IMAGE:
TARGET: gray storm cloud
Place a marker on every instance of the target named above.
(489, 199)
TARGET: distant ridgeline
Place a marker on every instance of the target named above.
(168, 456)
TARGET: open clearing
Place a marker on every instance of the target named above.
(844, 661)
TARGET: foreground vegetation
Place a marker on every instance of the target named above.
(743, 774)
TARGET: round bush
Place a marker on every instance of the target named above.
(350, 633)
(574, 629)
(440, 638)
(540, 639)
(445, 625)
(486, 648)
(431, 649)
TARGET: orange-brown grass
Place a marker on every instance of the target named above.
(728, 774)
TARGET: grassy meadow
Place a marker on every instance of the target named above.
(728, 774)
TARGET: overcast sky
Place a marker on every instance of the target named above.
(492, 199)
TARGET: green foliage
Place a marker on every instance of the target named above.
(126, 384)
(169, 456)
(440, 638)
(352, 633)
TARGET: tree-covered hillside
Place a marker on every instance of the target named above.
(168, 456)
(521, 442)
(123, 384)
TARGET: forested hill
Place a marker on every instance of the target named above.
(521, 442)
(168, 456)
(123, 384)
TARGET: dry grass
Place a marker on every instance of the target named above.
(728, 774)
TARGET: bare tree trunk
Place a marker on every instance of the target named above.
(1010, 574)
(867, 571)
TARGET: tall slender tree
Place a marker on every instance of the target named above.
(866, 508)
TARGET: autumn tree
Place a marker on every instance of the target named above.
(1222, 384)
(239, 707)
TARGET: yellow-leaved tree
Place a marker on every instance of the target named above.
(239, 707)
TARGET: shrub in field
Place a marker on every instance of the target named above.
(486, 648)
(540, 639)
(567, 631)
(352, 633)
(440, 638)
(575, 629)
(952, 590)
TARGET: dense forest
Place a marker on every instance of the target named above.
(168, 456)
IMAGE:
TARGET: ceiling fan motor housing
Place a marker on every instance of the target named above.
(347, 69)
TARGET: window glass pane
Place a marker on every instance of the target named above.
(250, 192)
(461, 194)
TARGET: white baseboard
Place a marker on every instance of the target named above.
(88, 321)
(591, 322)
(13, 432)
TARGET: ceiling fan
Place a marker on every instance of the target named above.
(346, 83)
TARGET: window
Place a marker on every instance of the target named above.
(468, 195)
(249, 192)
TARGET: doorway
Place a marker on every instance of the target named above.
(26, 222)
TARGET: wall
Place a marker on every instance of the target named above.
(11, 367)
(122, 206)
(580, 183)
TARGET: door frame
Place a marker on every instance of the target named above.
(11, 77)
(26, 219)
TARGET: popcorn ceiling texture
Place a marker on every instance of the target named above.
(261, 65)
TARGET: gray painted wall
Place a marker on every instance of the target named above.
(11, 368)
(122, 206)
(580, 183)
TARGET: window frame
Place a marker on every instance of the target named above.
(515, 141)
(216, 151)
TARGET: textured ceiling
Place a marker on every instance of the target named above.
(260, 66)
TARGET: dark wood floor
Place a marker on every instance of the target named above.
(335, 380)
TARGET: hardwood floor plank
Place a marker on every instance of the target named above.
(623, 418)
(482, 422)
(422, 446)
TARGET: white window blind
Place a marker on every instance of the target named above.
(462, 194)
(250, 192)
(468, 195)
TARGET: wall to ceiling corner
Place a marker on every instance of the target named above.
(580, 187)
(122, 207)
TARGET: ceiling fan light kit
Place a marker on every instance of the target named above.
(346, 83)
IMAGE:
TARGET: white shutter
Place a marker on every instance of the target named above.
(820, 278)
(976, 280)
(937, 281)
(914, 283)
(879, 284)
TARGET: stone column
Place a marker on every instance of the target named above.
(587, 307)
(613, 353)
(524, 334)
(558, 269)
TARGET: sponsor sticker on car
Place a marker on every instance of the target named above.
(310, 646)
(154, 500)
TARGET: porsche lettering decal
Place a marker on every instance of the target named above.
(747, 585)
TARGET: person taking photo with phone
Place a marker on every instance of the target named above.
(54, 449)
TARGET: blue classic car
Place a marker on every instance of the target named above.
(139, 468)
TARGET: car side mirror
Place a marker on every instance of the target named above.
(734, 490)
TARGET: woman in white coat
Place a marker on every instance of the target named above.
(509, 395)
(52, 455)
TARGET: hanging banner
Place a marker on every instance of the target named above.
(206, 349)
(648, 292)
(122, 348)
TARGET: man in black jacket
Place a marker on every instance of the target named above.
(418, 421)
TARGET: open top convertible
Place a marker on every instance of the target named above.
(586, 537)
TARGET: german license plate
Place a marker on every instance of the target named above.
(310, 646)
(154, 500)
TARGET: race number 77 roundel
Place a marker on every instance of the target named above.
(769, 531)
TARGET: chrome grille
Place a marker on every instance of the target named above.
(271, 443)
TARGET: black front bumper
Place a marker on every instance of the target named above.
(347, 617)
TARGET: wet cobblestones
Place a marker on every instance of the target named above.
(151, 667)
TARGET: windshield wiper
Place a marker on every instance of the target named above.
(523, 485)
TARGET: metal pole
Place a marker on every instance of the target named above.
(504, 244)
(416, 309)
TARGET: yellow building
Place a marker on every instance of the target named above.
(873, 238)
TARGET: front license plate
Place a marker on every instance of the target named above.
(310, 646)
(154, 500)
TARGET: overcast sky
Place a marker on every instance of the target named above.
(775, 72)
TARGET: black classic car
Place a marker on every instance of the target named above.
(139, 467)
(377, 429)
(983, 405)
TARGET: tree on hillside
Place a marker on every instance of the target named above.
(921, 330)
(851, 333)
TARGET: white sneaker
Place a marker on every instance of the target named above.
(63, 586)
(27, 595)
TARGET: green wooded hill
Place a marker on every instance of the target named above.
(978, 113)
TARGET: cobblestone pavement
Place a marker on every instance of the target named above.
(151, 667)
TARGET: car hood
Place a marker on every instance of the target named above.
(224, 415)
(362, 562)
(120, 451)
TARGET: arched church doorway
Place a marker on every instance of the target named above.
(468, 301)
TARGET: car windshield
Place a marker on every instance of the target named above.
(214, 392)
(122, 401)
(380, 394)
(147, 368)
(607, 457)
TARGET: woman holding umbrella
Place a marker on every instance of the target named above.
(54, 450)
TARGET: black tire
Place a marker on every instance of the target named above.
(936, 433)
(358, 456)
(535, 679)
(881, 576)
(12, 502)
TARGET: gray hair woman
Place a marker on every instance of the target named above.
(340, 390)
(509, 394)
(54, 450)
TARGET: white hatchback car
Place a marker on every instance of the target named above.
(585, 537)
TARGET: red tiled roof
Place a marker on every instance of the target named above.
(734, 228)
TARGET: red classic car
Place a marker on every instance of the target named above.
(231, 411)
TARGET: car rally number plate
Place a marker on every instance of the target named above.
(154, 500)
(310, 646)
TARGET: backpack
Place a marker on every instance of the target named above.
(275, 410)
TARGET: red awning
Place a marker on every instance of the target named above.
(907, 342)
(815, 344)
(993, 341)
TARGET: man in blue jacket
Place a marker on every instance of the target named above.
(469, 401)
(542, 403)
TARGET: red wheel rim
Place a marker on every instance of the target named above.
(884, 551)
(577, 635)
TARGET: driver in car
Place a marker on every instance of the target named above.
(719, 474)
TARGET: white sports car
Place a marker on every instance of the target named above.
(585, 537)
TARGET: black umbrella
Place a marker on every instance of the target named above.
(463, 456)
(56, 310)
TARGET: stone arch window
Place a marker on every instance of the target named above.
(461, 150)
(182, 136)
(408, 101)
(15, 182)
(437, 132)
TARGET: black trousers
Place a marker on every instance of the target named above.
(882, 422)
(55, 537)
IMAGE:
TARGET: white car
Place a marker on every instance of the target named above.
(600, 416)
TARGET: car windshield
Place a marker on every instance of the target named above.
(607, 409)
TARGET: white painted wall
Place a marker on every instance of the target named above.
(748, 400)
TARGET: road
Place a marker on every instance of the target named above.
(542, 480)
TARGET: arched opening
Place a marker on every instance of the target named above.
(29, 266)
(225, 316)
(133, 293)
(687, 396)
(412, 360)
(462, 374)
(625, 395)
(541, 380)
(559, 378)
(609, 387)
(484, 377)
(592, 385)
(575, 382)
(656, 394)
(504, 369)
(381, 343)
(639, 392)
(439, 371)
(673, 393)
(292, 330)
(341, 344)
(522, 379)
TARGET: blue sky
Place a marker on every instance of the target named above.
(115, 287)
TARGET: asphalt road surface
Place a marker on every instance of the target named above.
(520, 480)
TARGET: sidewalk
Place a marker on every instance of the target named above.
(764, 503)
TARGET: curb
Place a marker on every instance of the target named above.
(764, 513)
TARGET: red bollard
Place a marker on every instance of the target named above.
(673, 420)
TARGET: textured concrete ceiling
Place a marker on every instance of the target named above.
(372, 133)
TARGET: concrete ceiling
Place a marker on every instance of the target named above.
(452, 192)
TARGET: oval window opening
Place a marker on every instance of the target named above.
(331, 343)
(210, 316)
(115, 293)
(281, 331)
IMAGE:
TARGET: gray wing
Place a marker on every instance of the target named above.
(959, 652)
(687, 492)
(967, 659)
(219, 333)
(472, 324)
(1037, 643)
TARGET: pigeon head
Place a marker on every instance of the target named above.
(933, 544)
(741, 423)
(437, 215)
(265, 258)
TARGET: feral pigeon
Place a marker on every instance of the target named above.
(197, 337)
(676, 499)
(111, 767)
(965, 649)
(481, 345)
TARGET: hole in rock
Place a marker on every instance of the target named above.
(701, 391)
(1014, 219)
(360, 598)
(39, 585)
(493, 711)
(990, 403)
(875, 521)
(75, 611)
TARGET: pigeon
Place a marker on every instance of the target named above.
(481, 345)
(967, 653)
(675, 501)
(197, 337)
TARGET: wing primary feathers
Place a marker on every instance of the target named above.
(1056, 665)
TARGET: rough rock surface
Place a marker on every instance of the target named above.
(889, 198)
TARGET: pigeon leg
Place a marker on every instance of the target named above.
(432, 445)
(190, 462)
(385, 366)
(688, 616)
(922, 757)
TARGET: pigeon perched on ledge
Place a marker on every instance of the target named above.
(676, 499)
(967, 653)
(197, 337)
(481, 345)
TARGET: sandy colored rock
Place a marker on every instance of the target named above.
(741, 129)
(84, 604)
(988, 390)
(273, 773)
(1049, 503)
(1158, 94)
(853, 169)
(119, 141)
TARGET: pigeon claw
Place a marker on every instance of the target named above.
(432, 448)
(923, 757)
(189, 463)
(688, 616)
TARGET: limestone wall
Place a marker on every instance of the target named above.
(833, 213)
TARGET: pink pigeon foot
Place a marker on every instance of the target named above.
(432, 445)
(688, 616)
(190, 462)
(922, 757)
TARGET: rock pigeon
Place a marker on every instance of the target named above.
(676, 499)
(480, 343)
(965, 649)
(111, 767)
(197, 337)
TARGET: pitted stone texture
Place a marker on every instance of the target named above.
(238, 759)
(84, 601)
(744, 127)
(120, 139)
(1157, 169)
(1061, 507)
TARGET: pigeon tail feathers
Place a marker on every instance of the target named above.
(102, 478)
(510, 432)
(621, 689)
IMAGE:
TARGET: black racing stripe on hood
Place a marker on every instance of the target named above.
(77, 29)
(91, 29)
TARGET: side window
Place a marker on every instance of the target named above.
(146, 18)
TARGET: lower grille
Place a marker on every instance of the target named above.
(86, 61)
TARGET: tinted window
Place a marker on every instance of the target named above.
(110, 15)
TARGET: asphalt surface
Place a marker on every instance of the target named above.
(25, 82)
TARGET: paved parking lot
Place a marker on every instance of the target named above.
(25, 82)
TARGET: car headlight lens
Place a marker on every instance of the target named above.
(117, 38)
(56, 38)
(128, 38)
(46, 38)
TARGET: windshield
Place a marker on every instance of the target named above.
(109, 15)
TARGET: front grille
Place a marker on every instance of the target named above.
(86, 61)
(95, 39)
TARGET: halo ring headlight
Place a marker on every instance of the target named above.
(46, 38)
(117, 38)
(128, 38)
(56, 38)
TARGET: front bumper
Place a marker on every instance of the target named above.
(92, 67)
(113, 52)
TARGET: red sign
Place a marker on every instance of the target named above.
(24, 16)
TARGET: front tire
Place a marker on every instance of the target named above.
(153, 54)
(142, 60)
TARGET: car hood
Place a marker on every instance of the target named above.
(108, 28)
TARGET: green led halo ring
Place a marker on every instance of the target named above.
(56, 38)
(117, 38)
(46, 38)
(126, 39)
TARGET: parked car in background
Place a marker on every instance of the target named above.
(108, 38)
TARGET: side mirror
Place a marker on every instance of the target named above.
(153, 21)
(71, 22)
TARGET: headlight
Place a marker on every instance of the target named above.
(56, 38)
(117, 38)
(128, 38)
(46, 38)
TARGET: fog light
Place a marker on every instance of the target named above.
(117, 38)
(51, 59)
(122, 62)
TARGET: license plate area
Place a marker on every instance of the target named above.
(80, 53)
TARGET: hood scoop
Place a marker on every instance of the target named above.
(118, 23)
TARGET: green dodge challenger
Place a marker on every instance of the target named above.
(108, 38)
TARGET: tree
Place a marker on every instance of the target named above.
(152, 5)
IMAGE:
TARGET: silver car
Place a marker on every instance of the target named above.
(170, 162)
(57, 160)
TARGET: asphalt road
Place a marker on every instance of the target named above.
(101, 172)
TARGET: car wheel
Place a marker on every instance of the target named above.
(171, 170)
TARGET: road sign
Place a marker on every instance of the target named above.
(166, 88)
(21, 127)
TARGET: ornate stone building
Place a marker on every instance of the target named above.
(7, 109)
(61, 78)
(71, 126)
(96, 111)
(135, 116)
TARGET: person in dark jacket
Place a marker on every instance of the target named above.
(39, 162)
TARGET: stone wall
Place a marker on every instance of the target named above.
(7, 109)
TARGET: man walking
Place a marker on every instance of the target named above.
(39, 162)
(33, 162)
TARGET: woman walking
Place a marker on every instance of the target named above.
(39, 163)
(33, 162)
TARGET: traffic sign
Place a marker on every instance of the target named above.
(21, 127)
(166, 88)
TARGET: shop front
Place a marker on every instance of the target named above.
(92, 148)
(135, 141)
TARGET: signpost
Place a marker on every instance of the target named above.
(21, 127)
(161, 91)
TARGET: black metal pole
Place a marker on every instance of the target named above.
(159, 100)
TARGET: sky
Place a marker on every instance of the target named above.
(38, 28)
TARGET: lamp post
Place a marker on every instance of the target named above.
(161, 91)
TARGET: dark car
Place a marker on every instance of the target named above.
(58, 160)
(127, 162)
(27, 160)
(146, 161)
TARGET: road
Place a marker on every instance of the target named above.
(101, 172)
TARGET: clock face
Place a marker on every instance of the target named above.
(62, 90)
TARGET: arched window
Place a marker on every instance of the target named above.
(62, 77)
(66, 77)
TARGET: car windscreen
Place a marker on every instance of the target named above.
================
In the stretch of the listing from the line containing "TARGET: blue sky" through the line containing "(1037, 643)", swap "red bollard" for "yellow bollard" and write those lines out again with everything else left as it is.

## Exercise solution
TARGET: blue sky
Place a marker on every instance of the target named above.
(115, 287)
TARGET: asphalt road surface
Place a marker on every instance of the target named above.
(520, 480)
TARGET: sidewalk
Place a marker on every instance of the target named above.
(764, 503)
TARGET: curb
Place a marker on every instance of the target named above.
(764, 513)
TARGET: yellow bollard
Place a marker on every instance of the target named above.
(673, 420)
TARGET: textured concrete ceiling
Place a marker on every instance of the target named above.
(372, 133)
TARGET: concrete ceiling
Place a marker on every instance of the target named above.
(452, 192)
TARGET: oval window opening
Place a marker on every instance of the target named above.
(331, 343)
(210, 316)
(115, 293)
(281, 331)
IMAGE:
TARGET: gray wing
Place a marker on every instance of the target named above.
(959, 652)
(687, 492)
(967, 659)
(219, 333)
(472, 324)
(1037, 643)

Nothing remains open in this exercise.